▸ WHAT YOU SHOULD DO
Retype exactly the lines below, beginning with the first and ending with the line where "pixel 41 44" appears.

▸ Stored data entries

____________

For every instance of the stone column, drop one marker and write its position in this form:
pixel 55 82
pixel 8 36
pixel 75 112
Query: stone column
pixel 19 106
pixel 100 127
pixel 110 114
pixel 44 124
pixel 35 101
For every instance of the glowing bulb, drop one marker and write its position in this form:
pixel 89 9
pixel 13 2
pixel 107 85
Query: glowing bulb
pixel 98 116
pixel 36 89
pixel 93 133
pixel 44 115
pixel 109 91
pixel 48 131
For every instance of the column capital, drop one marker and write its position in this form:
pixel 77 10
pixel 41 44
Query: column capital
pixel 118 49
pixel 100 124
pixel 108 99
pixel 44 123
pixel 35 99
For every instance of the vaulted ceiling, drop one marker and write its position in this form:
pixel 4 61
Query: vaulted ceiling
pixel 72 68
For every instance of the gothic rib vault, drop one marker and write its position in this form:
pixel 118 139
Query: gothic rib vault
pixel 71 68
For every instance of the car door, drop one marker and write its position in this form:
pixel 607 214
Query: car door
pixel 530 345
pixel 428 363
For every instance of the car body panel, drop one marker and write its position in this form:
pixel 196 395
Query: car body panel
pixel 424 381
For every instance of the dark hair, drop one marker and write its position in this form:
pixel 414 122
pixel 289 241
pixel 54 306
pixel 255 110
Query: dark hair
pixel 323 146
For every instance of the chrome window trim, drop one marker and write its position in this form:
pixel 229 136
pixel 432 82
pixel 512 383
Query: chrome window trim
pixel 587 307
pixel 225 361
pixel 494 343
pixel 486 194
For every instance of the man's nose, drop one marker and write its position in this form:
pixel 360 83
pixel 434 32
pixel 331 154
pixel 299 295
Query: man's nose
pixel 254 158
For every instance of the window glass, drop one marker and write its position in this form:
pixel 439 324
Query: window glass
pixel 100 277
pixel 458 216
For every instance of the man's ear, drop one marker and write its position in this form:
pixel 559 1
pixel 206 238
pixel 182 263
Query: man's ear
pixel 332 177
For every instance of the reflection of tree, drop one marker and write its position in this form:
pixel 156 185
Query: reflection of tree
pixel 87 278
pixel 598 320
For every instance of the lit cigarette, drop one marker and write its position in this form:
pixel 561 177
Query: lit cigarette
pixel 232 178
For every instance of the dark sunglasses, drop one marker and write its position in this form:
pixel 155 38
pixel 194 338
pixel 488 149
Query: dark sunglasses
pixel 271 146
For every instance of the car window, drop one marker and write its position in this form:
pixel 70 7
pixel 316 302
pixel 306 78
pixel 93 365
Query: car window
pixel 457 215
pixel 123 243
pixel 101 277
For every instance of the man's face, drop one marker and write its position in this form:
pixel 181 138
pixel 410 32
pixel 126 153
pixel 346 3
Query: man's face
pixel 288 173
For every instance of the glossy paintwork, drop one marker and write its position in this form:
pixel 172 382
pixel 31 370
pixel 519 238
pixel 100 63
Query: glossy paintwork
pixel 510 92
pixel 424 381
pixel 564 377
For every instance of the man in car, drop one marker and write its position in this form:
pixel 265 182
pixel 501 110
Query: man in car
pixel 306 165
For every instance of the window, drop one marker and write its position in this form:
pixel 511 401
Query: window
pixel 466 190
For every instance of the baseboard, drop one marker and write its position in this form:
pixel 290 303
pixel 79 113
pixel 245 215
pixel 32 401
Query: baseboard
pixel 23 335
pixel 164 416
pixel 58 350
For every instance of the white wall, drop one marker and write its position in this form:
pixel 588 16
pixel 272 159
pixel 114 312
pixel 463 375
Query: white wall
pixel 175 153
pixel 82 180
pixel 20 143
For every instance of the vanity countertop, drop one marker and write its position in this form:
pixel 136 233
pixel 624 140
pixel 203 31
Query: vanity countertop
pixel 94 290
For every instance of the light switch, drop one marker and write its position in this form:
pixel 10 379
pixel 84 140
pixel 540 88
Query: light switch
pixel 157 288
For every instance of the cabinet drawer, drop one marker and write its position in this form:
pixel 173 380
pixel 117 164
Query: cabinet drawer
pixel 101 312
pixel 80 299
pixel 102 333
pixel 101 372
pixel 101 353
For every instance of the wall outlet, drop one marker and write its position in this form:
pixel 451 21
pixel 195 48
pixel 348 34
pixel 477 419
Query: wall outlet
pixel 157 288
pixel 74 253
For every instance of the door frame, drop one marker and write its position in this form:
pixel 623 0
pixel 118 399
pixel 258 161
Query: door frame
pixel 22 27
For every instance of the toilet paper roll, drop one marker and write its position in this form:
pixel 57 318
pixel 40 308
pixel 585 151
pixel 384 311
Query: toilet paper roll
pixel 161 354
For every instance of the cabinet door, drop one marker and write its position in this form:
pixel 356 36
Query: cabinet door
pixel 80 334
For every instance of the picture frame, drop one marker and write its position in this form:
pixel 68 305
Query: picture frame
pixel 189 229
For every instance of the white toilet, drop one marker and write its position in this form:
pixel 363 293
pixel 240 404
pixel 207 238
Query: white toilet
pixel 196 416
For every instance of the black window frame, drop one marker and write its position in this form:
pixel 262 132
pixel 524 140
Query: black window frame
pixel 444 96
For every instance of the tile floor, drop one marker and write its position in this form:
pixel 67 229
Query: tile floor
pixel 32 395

____________

▸ SOLUTION FOR THIS EXERCISE
For every instance of the stone column, drop one marker and write its position in this form:
pixel 55 82
pixel 8 36
pixel 75 112
Query: stone column
pixel 19 106
pixel 100 127
pixel 110 114
pixel 44 124
pixel 35 101
For every instance of the glowing bulb, drop one marker and write its position in this form:
pixel 89 9
pixel 13 2
pixel 107 85
Query: glowing bulb
pixel 98 116
pixel 36 89
pixel 93 133
pixel 44 115
pixel 109 91
pixel 48 131
For every instance of the column capital, drop one marker and write its position in this form:
pixel 77 10
pixel 41 44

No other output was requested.